Aim ▸ Could you copy out every item below word for word, leaving the pictures out?

Dataset ▸
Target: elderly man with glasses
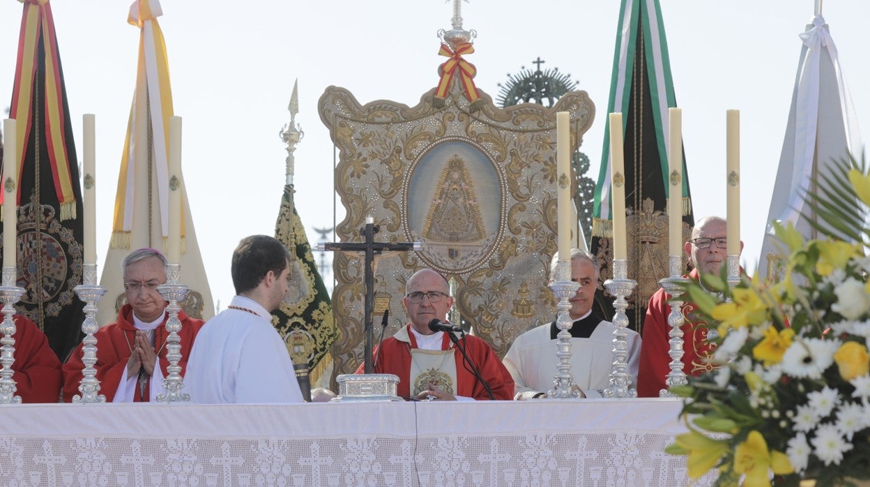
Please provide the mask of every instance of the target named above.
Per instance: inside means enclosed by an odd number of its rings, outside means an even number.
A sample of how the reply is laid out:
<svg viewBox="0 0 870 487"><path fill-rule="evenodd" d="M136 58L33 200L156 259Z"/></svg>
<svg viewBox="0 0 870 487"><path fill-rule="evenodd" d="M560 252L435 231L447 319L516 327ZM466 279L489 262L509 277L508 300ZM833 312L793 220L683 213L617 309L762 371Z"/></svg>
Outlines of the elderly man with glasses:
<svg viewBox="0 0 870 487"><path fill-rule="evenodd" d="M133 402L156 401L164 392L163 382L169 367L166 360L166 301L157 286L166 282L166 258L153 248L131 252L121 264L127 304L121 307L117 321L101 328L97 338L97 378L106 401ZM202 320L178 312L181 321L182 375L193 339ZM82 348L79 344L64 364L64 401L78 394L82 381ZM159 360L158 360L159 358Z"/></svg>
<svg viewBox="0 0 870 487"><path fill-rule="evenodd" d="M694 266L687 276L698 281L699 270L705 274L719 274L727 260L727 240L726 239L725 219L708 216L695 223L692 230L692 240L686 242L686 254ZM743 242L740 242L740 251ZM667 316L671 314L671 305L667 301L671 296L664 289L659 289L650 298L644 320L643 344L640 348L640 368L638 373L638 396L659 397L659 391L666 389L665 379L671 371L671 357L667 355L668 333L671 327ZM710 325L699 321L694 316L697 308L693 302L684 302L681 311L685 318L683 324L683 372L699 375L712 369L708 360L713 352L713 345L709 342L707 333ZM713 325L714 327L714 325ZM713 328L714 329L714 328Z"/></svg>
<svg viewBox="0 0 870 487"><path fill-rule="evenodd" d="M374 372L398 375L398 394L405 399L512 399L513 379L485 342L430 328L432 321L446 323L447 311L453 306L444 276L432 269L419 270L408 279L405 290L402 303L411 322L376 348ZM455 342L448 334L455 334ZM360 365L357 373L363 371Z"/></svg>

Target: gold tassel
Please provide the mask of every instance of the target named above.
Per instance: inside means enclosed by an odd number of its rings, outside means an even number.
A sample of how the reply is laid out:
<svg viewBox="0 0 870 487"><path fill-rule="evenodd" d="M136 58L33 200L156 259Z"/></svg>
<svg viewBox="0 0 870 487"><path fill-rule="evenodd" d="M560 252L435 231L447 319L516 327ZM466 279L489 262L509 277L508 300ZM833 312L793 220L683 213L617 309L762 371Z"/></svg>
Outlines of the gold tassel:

Task response ▸
Target: elderly man with glasses
Please provide the mask of every instance of the target named above.
Per instance: inside means enclosed by an odd number of its rings, outside means an even number.
A sample of how the reply is laid out:
<svg viewBox="0 0 870 487"><path fill-rule="evenodd" d="M136 58L33 200L156 259Z"/></svg>
<svg viewBox="0 0 870 487"><path fill-rule="evenodd" d="M560 252L435 231L447 319L516 327ZM466 279L489 262L509 277L508 300ZM833 312L793 220L683 213L617 309L762 371Z"/></svg>
Outlines of the elderly man with glasses:
<svg viewBox="0 0 870 487"><path fill-rule="evenodd" d="M133 402L156 401L164 392L163 382L169 367L166 360L166 301L157 286L166 282L166 258L153 248L131 252L121 264L127 304L121 307L117 321L101 328L97 338L97 378L106 401ZM202 320L178 312L181 321L182 375L193 339ZM82 348L79 344L64 364L64 401L78 394L82 381ZM159 360L158 360L159 358Z"/></svg>
<svg viewBox="0 0 870 487"><path fill-rule="evenodd" d="M694 266L687 276L698 281L699 270L705 274L719 274L727 260L727 240L726 239L725 219L708 216L695 223L692 230L692 240L686 242L686 254ZM743 242L740 242L740 251ZM667 316L671 314L671 305L667 301L671 296L664 289L659 289L650 298L644 320L643 344L640 348L640 368L638 373L638 396L659 397L659 391L666 389L665 379L671 371L671 357L667 355L668 333L671 327ZM710 325L699 321L694 316L697 308L693 302L684 302L681 311L685 318L683 324L683 372L699 375L712 369L708 360L713 352L713 345L709 342L707 333ZM713 325L714 327L714 325ZM713 328L714 329L714 328Z"/></svg>
<svg viewBox="0 0 870 487"><path fill-rule="evenodd" d="M374 372L398 375L398 394L405 399L512 399L513 379L485 342L430 328L432 321L446 323L447 311L453 306L444 276L432 269L419 270L408 279L405 290L402 303L411 322L376 348ZM455 342L448 334L455 334ZM360 365L357 373L363 371Z"/></svg>

Target: gold tassel
Please provide the mask of every instance of the target named above.
Per instance: inside means enclosed by an odd number of its rings, outside means an even number.
A sample of how the reply is laid out:
<svg viewBox="0 0 870 487"><path fill-rule="evenodd" d="M136 58L33 200L156 259Z"/></svg>
<svg viewBox="0 0 870 487"><path fill-rule="evenodd" d="M560 252L435 231L447 319L516 327ZM466 279L489 262L509 277L508 300ZM833 312L793 220L683 213L617 309L762 371Z"/></svg>
Outlines of the gold tassel:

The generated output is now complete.